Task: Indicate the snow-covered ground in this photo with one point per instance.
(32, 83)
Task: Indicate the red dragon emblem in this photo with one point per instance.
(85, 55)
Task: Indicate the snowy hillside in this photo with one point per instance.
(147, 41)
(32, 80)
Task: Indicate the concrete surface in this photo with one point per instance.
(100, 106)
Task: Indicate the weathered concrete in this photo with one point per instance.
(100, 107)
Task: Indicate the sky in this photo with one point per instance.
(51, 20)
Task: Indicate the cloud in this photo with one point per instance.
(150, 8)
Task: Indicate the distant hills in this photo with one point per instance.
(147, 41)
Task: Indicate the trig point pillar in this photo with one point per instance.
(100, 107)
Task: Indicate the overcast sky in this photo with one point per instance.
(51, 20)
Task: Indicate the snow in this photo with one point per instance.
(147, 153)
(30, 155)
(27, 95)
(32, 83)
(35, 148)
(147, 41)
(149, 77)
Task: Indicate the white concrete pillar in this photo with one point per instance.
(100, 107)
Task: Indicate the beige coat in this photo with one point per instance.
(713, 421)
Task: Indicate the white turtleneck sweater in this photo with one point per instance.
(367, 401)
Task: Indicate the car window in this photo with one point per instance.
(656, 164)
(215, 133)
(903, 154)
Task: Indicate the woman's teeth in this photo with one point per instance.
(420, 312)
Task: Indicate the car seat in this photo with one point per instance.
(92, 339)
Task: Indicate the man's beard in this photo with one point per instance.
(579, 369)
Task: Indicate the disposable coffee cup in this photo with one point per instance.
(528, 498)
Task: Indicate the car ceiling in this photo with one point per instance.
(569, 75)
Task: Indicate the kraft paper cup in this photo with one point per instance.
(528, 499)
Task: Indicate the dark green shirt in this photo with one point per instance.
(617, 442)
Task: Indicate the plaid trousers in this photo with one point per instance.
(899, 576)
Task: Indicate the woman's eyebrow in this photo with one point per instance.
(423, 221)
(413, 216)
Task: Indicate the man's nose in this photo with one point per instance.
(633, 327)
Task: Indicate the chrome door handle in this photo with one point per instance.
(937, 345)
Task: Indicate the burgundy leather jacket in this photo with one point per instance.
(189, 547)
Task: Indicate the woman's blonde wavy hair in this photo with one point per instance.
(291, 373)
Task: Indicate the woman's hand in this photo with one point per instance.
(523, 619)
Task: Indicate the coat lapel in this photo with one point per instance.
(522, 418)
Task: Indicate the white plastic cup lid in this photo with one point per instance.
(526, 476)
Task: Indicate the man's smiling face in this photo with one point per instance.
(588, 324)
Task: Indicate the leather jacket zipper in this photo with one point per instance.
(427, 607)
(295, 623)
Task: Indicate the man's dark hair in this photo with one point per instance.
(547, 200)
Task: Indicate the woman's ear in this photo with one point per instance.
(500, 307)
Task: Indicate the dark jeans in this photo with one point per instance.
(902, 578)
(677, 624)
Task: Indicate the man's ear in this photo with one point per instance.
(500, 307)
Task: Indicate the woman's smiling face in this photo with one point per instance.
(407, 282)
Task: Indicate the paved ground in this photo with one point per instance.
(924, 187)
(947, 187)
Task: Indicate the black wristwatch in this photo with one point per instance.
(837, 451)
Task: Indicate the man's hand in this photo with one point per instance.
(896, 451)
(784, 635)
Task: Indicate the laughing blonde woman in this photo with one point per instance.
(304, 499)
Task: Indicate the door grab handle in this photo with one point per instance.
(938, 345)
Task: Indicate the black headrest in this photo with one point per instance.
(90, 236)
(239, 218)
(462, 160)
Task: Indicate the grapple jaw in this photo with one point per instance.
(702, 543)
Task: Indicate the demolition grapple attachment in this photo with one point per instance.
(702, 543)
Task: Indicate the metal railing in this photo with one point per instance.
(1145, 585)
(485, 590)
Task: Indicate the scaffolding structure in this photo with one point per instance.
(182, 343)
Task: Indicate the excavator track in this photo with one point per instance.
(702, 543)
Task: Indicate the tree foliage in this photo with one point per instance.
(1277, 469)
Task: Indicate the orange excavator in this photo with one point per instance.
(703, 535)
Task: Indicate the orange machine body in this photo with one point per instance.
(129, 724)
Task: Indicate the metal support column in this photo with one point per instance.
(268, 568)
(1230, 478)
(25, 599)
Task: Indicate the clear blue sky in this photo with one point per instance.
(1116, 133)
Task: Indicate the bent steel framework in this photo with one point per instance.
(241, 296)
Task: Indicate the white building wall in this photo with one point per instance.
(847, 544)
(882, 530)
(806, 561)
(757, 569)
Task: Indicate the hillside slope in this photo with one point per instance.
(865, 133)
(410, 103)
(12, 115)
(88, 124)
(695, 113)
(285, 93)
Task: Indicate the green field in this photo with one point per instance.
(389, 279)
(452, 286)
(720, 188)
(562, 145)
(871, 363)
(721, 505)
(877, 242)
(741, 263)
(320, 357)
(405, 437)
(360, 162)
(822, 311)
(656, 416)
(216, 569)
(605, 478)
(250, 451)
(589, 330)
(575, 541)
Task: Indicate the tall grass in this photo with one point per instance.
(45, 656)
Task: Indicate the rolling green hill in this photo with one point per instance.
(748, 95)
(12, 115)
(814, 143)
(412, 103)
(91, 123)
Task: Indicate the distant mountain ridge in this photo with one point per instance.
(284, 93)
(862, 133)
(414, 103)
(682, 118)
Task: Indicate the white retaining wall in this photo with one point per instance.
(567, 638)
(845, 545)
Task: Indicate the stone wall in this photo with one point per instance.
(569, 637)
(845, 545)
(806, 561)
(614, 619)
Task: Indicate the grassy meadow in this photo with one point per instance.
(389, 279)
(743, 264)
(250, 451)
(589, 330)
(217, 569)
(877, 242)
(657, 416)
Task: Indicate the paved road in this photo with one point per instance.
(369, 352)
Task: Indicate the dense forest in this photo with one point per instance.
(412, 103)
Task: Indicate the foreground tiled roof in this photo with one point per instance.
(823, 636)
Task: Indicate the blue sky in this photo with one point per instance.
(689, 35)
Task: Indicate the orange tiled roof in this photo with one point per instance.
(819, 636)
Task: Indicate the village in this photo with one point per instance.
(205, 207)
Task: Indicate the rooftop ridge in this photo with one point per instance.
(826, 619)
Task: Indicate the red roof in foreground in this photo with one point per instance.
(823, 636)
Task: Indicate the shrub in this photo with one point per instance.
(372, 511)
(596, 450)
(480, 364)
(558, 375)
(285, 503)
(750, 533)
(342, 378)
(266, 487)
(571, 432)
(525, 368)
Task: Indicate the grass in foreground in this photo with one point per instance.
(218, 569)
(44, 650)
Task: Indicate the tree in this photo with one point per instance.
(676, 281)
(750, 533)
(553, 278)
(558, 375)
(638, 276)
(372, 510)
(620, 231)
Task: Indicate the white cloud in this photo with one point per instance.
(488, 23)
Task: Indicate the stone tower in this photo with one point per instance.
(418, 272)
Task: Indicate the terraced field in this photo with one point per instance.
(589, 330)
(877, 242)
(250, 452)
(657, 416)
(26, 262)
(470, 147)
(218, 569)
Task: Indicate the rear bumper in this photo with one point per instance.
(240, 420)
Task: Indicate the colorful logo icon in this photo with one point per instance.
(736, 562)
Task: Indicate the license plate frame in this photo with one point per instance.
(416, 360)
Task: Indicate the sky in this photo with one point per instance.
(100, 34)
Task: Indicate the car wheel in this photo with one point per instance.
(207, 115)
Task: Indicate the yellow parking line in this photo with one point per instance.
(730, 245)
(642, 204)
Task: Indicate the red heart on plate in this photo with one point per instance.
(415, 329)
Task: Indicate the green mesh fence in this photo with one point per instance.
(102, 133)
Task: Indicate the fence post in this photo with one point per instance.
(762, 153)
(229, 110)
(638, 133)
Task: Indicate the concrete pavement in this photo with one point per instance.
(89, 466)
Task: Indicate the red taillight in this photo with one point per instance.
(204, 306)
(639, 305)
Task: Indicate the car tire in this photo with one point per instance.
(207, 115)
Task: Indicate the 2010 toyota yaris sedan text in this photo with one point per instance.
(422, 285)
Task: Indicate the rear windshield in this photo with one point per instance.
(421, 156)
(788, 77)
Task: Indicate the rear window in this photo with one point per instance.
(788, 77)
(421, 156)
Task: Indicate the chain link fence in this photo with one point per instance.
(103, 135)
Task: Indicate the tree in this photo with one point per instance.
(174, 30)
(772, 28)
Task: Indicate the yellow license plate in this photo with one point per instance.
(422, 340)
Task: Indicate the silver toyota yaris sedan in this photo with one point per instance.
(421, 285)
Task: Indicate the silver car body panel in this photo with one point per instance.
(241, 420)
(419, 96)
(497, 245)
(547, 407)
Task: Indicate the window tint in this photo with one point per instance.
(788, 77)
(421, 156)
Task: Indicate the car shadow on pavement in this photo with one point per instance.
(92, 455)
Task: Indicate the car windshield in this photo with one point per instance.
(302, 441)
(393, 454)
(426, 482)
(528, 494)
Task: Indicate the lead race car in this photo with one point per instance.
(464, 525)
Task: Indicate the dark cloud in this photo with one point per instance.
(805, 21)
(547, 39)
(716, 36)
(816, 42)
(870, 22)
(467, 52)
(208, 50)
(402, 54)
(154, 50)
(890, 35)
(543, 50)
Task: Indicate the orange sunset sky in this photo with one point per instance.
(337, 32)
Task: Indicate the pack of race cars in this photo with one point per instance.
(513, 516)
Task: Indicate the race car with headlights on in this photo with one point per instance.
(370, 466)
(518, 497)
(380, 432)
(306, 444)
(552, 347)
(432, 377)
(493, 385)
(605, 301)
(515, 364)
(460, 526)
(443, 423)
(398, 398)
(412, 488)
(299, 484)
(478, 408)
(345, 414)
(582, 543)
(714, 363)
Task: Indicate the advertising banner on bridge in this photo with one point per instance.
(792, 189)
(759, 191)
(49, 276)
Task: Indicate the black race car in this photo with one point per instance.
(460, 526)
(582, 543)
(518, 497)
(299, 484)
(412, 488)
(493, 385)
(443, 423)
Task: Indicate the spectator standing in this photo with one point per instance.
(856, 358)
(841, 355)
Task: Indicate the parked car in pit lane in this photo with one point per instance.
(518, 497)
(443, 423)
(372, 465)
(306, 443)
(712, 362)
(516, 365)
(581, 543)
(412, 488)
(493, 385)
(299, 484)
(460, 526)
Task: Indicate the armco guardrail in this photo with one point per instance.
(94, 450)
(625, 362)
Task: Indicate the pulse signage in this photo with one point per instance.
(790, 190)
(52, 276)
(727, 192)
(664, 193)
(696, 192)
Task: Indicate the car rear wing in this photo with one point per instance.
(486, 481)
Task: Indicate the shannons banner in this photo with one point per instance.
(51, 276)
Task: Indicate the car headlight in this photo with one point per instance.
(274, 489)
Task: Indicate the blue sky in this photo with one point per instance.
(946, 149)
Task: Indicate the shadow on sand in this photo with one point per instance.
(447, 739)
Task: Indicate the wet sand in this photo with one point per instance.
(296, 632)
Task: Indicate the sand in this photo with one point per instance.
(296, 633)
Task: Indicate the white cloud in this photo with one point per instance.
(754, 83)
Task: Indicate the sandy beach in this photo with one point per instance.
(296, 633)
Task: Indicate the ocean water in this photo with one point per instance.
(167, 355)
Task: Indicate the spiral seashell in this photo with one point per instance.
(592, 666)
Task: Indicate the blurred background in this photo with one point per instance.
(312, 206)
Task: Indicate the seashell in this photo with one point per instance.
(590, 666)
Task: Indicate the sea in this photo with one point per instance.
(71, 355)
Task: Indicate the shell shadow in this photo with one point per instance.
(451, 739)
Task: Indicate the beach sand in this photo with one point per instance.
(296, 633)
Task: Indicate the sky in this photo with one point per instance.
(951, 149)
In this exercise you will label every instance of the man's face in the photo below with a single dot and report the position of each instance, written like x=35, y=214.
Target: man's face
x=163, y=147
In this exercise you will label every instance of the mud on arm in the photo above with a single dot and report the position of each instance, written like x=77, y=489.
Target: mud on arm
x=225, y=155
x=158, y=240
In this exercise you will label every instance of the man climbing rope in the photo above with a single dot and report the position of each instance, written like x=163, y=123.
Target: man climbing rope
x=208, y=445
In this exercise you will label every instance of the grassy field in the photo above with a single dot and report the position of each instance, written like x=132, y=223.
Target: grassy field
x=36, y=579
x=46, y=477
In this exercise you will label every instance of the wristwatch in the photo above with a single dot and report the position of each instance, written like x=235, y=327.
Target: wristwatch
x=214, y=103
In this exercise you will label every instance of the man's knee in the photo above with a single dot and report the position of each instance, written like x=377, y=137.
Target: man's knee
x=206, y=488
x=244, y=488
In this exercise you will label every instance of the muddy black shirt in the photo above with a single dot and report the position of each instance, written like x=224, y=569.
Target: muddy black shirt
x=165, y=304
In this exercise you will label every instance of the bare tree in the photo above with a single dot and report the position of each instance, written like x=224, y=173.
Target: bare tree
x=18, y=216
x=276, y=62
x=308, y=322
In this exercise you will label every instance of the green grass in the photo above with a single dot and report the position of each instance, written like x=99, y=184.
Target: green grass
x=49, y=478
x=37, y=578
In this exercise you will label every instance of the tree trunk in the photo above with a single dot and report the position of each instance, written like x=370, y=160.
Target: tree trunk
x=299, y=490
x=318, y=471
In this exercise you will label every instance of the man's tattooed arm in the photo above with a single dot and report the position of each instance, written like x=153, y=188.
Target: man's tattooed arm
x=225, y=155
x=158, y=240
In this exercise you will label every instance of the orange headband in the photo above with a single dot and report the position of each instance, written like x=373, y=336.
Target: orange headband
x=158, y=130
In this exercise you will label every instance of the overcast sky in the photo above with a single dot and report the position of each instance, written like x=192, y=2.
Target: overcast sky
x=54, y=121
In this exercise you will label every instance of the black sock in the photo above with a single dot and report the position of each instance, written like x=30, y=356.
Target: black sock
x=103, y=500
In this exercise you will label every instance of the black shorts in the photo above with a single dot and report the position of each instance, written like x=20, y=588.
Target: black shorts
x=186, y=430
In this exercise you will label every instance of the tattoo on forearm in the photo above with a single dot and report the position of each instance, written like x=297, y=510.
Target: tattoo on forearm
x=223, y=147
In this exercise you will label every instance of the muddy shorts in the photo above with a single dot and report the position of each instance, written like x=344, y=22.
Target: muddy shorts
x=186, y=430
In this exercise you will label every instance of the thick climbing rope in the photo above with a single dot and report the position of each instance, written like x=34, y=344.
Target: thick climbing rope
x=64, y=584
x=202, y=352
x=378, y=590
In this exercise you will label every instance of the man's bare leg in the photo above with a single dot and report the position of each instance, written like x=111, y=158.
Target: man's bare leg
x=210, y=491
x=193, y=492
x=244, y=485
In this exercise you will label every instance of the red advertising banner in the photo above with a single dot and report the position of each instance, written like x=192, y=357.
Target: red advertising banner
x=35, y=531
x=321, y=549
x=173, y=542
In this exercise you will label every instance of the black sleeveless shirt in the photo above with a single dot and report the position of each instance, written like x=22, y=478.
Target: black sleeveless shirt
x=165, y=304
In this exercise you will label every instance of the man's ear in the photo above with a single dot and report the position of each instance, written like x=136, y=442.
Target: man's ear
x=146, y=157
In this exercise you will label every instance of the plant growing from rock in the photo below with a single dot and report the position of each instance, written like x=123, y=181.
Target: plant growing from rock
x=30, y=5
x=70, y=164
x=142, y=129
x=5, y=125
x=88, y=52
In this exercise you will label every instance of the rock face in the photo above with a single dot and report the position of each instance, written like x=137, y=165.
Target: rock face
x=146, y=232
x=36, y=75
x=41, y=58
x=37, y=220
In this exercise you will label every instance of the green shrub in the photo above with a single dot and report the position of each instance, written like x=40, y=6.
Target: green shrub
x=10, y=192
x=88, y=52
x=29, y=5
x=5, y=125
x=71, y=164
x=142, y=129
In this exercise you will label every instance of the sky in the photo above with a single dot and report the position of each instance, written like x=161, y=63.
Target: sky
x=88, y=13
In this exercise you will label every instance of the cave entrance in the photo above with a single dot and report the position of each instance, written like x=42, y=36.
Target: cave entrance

*EXERCISE GOAL*.
Starting at the line that contains "like x=40, y=6.", retype each line through the end of the listing above and nothing else.

*OUTPUT OF THE TASK*.
In this exercise you will label every instance of the green shrub in the photo above with a single dot and report the position of each instance, written like x=40, y=6.
Target: green shrub
x=10, y=192
x=88, y=52
x=29, y=5
x=5, y=125
x=71, y=164
x=142, y=129
In this exercise you will label every instance of the sky in the photo above with a single dot and report the position of each instance, written like x=161, y=63.
Target: sky
x=88, y=13
In this exercise you will label every instance of the cave entrance in the photo above with a single dot and report the position of each instance, written like x=42, y=36.
Target: cave entrance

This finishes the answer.